_Excerpted text:_

Re: [HACKERS] Mentors needed urgently for SoC & PostgreSQL Student Internships - Mailing list pgsql-www

From Jeff Davis
Subject Re: [HACKERS] Mentors needed urgently for SoC & PostgreSQL Student Internships
Date
Msg-id 1238697453.29661.13.camel@dell.linuxdev.us.dell.com
Whole thread Raw
In response to Re: [HACKERS] Mentors needed urgently for SoC & PostgreSQL Student Internships  (Heikki Linnakangas <heikki.linnakangas@enterprisedb.com>)
Responses Re: [HACKERS] Mentors needed urgently for SoC & PostgreSQL Student Internships  (Heikki Linnakangas <heikki.linnakangas@enterprisedb.com>)
List pgsql-www
On Thu, 2009-04-02 at 21:19 +0300, Heikki Linnakangas wrote:
> The data type itself is quite trivial. It's all the operators that are 
> more difficult to implement, and also immensely useful. That part is 
> still incomplete.

Can you please let me know what you find lacking (note: the SVN repo is
the most current one)?

I've implemented a pretty standard set of operators, and a GiST opclass
to make things like overlaps, etc., indexable.

I have not yet implemented temporal join.

> I'd recommend a book called Temporal Data and the 
> Relational Model by C.J. Date, Hugh Darwen and Nikos Lorentzos for 
> anyone interested in this topic. That book gives a guideline on how the 
> data type and operators should behave.

Agreed! That is a _very_ good book, and it's what I based my PERIOD type
on (I used to call it t_interval because I agree with Date that's a
better word -- but the conflict with SQL was too great so I changed it).

> I'd love to see that implemented. I volunteer to mentor if someone wants 
> to tackle it.

_Given information:_
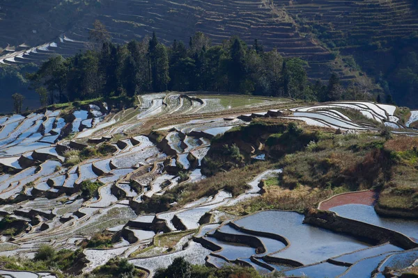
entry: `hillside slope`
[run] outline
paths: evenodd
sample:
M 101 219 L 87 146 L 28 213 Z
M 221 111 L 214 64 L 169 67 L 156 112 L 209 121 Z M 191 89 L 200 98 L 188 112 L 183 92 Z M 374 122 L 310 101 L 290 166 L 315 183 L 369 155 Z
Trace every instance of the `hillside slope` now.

_To do:_
1. In the mailing-list reply above, why did Jeff Davis stop calling his type t_interval and rename it PERIOD?
2. Extend the mailing-list reply above by writing what comes after its last line.

_In response:_
1. He preferred t_interval, agreeing with Date that it was the better word. He renamed it PERIOD because the conflict with SQL was too great.

2.
A big open question is whether we do new syntax, and if so, what. A lot
of the literature for temporal types out there (from people basing their
suggestions on SQL, like Snodgrass, et al., not C.J. Date) suggests
syntax extensions which seem pretty specialized and unnecessary to me,
but perhaps convenient.

The only thing I really think needs better syntax is a constructor that
can easily represent [ ), [ ], ( ), ( ] -- i.e. inclusive/exclusive.
Right now I have 4 functions to do that, but it's awkward and overly
verbose.

In a related topic, an index that can implement a non-overlapping
constraint is important to temporal databases. I have done some
implementation work on this already, based on my proposal here:

http://archives.postgresql.org//pgsql-hackers/2008-06/msg00404.php

and I have adjusted my design to address some of the concerns Tom brings
up here:

http://archives.postgresql.org//pgsql-hackers/2008-06/msg00427.php

I already have some code written, so if anyone else is thinking of
working on this please contact me first. I will post my progress in the
next couple weeks.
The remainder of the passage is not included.